EXCERPT:
How could such a complex interplay between DNA replication and the translation of mRNAs into proteins have arisen when living systems first evolved on the early Earth? We have here a classical example of the chicken-and-the-egg problem: Proteins are required for transcription of the genetic information, but their synthesis itself depends on transcription.
LMU physicists led by Professor Dieter Braun have now demonstrated how this conundrum could have been resolved. They have shown that minor modifications in the structures of modern tRNA molecules permit them to autonomously interact to form a kind of replication module, which is capable of exponentially replicating information. This finding implies that tRNAs — the key intermediaries between transcription and translation in modern cells — could also have been the crucial link between replication and translation in the earliest living systems. It could therefore provide a neat solution to the question of which came first — genetic information or proteins?
Strikingly, in terms of their sequences and overall structure, tRNAs are highly conserved in all three domains of life, i.e. the unicellular Archaea and Bacteria (which lack a cell nucleus) and the Eukaryota (organisms whose cells contain a true nucleus). This fact in itself suggests that tRNAs are among the most ancient molecules in the biosphere.
Like the later steps in the evolution of life, the evolution of replication and translation — and the complex relationship between them — was not the result of a sudden single step. It is better understood as the culmination of an evolutionary journey. “Fundamental phenomena such as self-replication, autocatalysis, self-organization and compartmentalization are likely to have played important roles in these developments,” says Dieter Braun. “And on a more general note, such physical and chemical processes are wholly dependent on the availability of environments that provide non-equilibrium conditions.”
In their experiments, Braun and his colleagues used a set of reciprocally complementary DNA strands modeled on the characteristic form of modern tRNAs. Each was made up of two ‘hairpins’ (so called because each strand could partially pair with itself and form an elongated loop structure), separated by an informational sequence in the middle. Eight such strands can interact via complementary base-pairing to form a complex. Depending on the pairing patterns dictated by the central informational regions, this complex was able to encode a 4-digit binary code.

SUPPLIED ENTRIES:
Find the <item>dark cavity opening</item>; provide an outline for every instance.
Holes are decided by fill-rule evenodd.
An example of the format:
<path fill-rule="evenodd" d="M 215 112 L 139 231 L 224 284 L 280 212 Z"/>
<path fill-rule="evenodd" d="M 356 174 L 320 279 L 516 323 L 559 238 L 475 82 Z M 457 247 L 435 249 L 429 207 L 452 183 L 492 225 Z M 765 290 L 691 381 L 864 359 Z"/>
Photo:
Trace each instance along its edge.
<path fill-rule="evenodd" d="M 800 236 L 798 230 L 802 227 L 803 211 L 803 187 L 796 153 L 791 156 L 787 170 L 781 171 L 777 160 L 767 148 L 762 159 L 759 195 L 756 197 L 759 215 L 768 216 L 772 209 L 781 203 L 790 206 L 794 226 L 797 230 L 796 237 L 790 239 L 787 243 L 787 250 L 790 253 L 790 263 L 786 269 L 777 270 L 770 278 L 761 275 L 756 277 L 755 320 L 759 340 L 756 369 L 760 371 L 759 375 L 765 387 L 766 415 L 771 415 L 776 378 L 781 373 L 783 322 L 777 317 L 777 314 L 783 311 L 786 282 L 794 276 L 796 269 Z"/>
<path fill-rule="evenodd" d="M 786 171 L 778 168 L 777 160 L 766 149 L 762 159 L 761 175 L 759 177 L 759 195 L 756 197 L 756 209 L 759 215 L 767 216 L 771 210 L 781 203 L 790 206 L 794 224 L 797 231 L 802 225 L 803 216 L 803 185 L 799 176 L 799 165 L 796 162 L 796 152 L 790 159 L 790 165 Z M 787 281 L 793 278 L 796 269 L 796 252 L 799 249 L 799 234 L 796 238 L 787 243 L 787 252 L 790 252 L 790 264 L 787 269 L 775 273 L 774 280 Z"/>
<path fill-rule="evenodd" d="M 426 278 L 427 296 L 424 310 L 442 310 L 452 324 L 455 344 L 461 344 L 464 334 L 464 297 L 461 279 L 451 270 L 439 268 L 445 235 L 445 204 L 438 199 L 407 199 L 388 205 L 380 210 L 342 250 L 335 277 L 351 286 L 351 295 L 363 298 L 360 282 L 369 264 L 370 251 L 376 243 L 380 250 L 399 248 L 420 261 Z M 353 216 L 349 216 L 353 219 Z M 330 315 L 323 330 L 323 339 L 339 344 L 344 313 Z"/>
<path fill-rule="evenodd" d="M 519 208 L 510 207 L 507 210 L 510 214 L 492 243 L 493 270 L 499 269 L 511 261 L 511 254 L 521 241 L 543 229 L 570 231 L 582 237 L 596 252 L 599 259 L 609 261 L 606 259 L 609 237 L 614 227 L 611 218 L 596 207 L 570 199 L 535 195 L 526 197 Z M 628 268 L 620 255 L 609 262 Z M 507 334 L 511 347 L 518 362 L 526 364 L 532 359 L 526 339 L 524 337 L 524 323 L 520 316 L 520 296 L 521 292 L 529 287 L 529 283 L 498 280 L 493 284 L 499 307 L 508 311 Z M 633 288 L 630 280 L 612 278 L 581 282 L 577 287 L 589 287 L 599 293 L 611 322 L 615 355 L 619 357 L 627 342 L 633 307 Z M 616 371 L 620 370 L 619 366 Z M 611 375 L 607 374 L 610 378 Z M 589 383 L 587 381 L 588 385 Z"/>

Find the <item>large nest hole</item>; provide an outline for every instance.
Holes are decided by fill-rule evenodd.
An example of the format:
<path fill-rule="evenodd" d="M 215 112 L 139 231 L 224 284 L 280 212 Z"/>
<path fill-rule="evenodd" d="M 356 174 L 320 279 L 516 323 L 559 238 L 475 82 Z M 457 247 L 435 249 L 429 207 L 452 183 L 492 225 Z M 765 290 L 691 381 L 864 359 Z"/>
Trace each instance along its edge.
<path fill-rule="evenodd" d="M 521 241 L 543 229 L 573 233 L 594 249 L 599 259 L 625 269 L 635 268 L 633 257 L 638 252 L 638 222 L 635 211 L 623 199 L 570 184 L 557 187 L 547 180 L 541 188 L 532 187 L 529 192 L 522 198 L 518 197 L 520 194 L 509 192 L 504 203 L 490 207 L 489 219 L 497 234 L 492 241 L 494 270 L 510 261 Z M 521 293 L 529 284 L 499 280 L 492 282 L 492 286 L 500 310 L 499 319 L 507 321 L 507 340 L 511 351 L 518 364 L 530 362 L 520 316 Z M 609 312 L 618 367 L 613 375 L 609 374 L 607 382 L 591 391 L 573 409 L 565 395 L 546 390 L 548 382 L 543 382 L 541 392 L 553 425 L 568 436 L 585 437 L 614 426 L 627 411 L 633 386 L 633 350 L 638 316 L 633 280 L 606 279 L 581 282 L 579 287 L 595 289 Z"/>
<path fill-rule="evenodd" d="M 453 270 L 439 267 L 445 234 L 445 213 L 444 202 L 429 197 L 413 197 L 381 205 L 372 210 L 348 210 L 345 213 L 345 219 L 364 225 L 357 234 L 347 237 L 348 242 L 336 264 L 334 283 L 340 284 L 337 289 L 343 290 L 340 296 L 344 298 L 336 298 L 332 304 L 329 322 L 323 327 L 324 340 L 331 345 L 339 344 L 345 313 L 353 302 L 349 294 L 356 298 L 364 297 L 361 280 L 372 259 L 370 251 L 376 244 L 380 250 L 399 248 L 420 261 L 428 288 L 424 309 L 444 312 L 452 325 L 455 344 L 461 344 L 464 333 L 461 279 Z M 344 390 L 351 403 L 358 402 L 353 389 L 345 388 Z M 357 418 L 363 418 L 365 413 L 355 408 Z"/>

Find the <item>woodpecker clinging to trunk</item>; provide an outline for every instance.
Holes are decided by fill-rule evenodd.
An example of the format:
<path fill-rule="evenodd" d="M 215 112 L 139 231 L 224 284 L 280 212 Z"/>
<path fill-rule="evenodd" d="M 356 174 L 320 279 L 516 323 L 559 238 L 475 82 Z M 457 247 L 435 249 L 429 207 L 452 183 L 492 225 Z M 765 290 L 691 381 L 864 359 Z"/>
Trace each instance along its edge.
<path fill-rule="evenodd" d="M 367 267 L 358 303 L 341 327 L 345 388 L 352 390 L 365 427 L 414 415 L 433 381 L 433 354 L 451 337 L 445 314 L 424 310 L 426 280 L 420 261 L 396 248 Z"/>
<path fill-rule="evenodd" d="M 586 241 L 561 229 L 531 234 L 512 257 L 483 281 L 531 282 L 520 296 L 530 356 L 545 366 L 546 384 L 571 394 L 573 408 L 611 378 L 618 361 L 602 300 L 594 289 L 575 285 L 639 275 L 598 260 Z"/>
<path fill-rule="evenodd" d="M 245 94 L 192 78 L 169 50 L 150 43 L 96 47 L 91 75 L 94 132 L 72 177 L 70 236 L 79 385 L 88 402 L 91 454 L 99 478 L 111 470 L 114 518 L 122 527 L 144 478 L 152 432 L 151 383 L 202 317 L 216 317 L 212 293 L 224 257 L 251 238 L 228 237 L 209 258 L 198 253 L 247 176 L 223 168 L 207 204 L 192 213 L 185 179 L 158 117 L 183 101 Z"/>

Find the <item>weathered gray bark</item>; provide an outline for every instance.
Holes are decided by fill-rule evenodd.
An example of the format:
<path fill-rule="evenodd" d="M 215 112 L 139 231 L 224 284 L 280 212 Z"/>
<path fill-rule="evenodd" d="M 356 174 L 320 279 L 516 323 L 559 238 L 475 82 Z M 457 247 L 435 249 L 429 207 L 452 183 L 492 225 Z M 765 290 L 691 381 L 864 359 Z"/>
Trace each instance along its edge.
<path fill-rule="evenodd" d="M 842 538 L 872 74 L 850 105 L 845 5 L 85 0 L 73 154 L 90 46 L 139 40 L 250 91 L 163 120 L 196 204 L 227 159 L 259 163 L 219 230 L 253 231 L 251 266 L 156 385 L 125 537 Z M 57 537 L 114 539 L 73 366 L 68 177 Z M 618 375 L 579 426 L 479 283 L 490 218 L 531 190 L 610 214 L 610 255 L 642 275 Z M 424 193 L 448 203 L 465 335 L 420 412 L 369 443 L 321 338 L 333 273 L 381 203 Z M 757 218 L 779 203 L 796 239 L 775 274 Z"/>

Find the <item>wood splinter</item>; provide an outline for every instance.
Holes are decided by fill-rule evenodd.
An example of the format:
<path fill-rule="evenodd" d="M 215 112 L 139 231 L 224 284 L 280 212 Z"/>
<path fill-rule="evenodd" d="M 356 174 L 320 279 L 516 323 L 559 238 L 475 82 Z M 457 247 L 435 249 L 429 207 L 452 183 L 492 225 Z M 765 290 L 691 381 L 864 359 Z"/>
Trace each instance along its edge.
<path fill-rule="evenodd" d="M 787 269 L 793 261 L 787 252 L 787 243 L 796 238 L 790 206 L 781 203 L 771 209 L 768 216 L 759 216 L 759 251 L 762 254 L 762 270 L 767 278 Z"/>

WHAT YOU NEED TO DO:
1 – Can you condense the paragraph of the tRNA excerpt that begins "In their experiments, Braun and his colleagues" into a short list that keeps its main facts?
2 – In the tRNA excerpt, what does the passage read like if you begin at the words "Strikingly, in terms", stop after "in the biosphere.", and swap "biosphere" for "living world"?
3 – Could you carry on the tRNA excerpt from its last sentence?

SET OF ANSWERS:
1 –
- Braun and his colleagues used a set of reciprocally complementary DNA strands modeled on the form of modern tRNAs.
- Each strand had two hairpins, elongated loops formed when the strand partially paired with itself, separated by a central informational sequence.
- Eight such strands could join into a complex through complementary base-pairing.
- Depending on the pairing patterns set by the central informational regions, the complex could encode a 4-digit binary code.

2 –
Strikingly, in terms of their sequences and overall structure, tRNAs are highly conserved in all three domains of life, i.e. the unicellular Archaea and Bacteria (which lack a cell nucleus) and the Eukaryota (organisms whose cells contain a true nucleus). This fact in itself suggests that tRNAs are among the most ancient molecules in the living world.

3 –
Each experiment began with a template — an informational structure made up of two types of the central informational sequences that define a binary sequence. This sequence dictated the form of the complementary molecule with which it can interact in the pool of available strands. The researchers went on to demonstrate that the templated binary structure can be repeatedly copied, i.e. amplified, by applying a repeating sequence of temperature fluctuations between warm and cold. “It is therefore conceivable that such a replication mechanism could have taken place on a hydrothermal microsystem on the early Earth,” says Braun. In particular, aqueous solutions trapped in porous rocks on the seafloor would have provided a favorable environment for such reaction cycles, since natural temperature oscillations, generated by convection currents, are known to occur in such settings.
During the copying process, complementary strands (drawn from the pool of molecules) pair up with the informational segment of the template strands. In the course of time, the adjacent hairpins of these strands also pair up to form a stable backbone, and temperature oscillations continue to drive the amplification process. If the temperature is increased for a brief period, the template strands are separated from the newly formed replicate, and both can then serve as template strands in the next round of replication.
The team was able to show that the system is capable of exponential replication. This is an important finding, as it shows that the replication mechanism is particularly resistant to collapse owing to the accumulation of errors. The fact that the structure of the replicator complex itself resembles that of modern tRNAs suggests that early forms of tRNA could have participated in molecular replication processes, before tRNA molecules assumed their modern role in the translation of messenger RNA sequences into proteins. “This link between replication and translation in an early evolutionary scenario could provide a solution to the chicken-and-the-egg problem,” says Alexandra Kühnlein. It could also account for the characteristic form of proto-tRNAs, and elucidate the role of tRNAs before they were co-opted for use in translation.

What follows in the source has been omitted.